◆ **DIRECTIONS FOR THIS TASK**: Retype the material word for word.

◆ **LISTED RECORDS**:
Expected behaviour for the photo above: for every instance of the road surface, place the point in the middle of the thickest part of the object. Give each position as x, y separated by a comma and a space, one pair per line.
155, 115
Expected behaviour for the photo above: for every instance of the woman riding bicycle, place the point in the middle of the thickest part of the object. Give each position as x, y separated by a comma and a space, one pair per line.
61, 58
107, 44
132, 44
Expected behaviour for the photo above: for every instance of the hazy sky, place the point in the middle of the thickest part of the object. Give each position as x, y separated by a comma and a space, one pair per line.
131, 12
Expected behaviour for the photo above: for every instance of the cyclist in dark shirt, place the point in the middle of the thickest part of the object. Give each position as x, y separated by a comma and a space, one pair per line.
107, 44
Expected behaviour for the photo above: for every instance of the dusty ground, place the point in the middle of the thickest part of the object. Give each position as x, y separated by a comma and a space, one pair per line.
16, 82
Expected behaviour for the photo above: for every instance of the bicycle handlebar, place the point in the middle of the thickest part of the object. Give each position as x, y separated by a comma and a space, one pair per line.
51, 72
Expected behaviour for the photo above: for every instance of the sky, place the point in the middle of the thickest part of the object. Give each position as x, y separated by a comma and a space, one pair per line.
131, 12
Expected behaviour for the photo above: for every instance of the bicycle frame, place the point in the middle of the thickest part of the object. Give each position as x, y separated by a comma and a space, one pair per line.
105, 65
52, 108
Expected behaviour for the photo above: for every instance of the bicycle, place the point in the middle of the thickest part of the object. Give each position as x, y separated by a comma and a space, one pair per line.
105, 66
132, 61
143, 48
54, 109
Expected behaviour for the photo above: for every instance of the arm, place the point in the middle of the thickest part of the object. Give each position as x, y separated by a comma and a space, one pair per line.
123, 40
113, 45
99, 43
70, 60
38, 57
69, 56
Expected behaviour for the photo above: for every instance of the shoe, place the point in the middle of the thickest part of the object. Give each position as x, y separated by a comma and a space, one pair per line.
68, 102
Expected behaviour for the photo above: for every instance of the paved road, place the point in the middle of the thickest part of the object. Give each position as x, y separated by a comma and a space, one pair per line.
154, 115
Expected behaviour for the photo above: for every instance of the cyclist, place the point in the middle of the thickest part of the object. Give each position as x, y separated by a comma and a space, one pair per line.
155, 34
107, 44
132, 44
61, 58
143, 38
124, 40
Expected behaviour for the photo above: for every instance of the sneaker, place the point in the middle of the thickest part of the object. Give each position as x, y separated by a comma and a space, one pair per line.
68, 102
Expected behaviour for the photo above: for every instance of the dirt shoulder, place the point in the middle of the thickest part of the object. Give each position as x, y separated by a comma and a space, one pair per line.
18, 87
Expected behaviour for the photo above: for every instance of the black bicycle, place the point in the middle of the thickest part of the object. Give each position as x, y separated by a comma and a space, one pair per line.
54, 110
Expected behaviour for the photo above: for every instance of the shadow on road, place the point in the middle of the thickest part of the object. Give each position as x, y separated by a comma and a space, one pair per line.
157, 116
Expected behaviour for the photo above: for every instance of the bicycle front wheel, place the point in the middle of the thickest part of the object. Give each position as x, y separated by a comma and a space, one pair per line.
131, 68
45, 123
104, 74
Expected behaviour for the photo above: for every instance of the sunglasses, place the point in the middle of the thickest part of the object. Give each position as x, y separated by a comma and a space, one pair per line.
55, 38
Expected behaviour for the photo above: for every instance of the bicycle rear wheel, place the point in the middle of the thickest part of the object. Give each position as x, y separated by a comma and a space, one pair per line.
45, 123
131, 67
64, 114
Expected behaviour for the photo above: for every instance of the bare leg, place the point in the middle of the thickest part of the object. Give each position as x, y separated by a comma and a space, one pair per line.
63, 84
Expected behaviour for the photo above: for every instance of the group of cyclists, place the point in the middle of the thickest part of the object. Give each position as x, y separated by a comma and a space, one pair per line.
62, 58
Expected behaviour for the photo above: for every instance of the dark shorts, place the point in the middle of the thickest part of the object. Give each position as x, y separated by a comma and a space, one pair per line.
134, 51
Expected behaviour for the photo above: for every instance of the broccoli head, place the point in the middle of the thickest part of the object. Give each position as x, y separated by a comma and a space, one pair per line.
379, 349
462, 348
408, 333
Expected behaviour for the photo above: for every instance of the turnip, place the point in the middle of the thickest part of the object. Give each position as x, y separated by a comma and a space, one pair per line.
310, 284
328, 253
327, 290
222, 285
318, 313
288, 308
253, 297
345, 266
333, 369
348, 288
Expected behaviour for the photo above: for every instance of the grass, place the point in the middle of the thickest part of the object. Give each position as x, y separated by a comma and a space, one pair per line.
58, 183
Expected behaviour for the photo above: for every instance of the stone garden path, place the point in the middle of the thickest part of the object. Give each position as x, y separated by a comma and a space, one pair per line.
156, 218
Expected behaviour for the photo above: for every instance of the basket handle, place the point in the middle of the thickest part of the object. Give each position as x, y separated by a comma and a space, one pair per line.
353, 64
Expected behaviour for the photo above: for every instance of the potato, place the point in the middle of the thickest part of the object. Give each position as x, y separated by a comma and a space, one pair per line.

◆ **WRITTEN SOLUTION**:
Expected behaviour for the photo above: for every instance of the road surface, place the point in the middle of the thickest part of the object. Give each position as x, y separated by a comma and a space, one pair per line.
155, 115
Expected behaviour for the photo above: for every instance of the woman riding bicycle, place the point in the middle of the thickest part of the object. Give each position as x, y separated by a comma and a space, one pair per line.
61, 58
107, 44
132, 44
Expected behaviour for the photo above: for every instance of the hazy sky, place the point in the middle of the thickest part of the object. Give each position as x, y separated by a comma and a space, one pair per line.
131, 12
Expected behaviour for the photo above: for every instance of the cyclist in dark shirt, place the point in the middle of the thickest part of the object. Give each position as x, y separated by a comma and a space, one pair per line.
107, 44
Expected behaviour for the photo above: for every instance of the dusty ground, place the point in the middle of the thickest part of the object. Give each position as x, y separated by a comma and a space, one pair per line.
16, 82
Expected behaviour for the photo above: for every instance of the bicycle handlebar, place the point in the middle of the thickest part of the object. Give each position as x, y separated by a comma and a space, one pair per line.
51, 72
Expected behaviour for the photo above: for every instance of the sky, place the point in the middle of the thickest part of the object. Give each position as x, y separated by a comma and a space, one pair per line.
131, 12
Expected behaviour for the photo above: for every instance of the bicycle frame, place the point in the middle of the thickest part of the object. Give each position as x, y separated by a comma and a space, one pair per line.
105, 65
52, 108
Expected behaviour for the photo above: for every instance of the bicycle, place the point in the middle of the thickest part of the object. Give each position as x, y separated by a comma and a space, one pair per line.
105, 66
132, 61
143, 48
54, 109
Expected behaviour for the photo above: for every instance of the arm, place the point in the middle of the thickest part of the object. Give each position as x, y separated by a comma and a space, one pair per line.
123, 40
113, 45
99, 43
70, 60
38, 57
69, 56
Expected behaviour for the photo above: for every instance of the shoe, place the point in the middle of the thickest part of the object. Give each position as x, y separated by a comma and a space, one pair per line.
68, 102
Expected behaviour for the photo above: for every instance of the paved road, place the point in the middle of the thickest part of the object. Give each position as x, y separated by a comma and a space, one pair per line.
154, 115
Expected behaviour for the photo above: for every instance of the cyclist, place the point in the middle of the thickest part of the object. Give each position as x, y separated by a comma and a space, one pair per line.
155, 34
107, 44
132, 44
61, 58
143, 38
124, 40
Expected behaviour for the photo above: for every instance of the sneaker, place the point in the middle of the thickest part of the object. Give each position as x, y separated by a comma and a space, one pair per line.
68, 102
Expected behaviour for the photo above: for every instance of the dirt shoulder, place the point in the middle of the thickest part of the object. Give each position as x, y separated by a comma and a space, one pair per line.
18, 87
Expected behaviour for the photo above: for every instance of the black bicycle, place the point in the middle of the thickest part of the object. Give each position as x, y separated by a comma and a space, one pair per line.
54, 110
Expected behaviour for the photo above: for every instance of the shadow on road, place the point in the middle of the thickest part of the object. Give each position as x, y separated by a comma and a space, one pair per line.
157, 116
Expected behaviour for the photo above: for every instance of the bicycle front wheel, place the point in the middle of the thickest part of the object. Give each position as x, y separated by a comma and a space, one pair per line.
131, 68
45, 123
104, 74
Expected behaviour for the photo above: for every instance of the sunglasses, place the point in the middle of the thickest part of the object. Give each position as x, y separated by a comma and a space, one pair per line.
55, 38
Expected behaviour for the photo above: for every instance of the bicycle rear wheel, place the point in the middle of the thickest part of the object. Give each position as x, y separated by a comma and a space, one pair per line.
45, 123
131, 67
64, 114
Expected behaviour for the photo above: for every instance of the bare leg, place the point in the middle of the thickest part of the object. Give each position as x, y separated by a comma and a space, one pair per line.
63, 84
Expected behaviour for the photo above: for every instance of the group of cyclists, place the point in the middle of the thickest part of the object. Give each position as x, y separated by a comma and a space, one pair per line.
62, 58
Expected behaviour for the photo above: for every instance of the dark shorts, place the point in the middle of the thickest part of the object. Give each position as x, y separated by a comma and a space, one pair per line.
134, 51
Expected behaviour for the photo above: for every instance of the broccoli head, place the point in the middle of the thickest part of the object. Give each position as x, y separated by a comma and a space, one pair per line.
379, 349
462, 348
408, 333
Expected behaviour for the photo above: for every instance of the turnip, place the point in the middle of the thickest part of the object. Give each position as x, y separated by a comma and a space, one pair per line.
310, 284
328, 253
327, 290
222, 285
318, 313
288, 308
253, 297
345, 266
333, 369
348, 288
Expected behaviour for the photo above: for every instance of the grass, place the point in the middle of the thickest part of the object. Give each position as x, y separated by a comma and a space, one pair per line.
58, 183
Expected behaviour for the photo above: for every instance of the stone garden path, place the point in the middle of the thickest part of the object. Give each position as x, y separated by a comma and a space, one pair per line.
156, 218
Expected behaviour for the photo above: for every instance of the basket handle, place the point in the middle of the thickest part of the object. Give each position as x, y separated by a comma and a space, one pair per line.
353, 64
Expected behaviour for the photo above: for every instance of the potato, place the point in the middle of the thickest part of the object. Give each position as x, y separated by a comma and a space, one pair per line.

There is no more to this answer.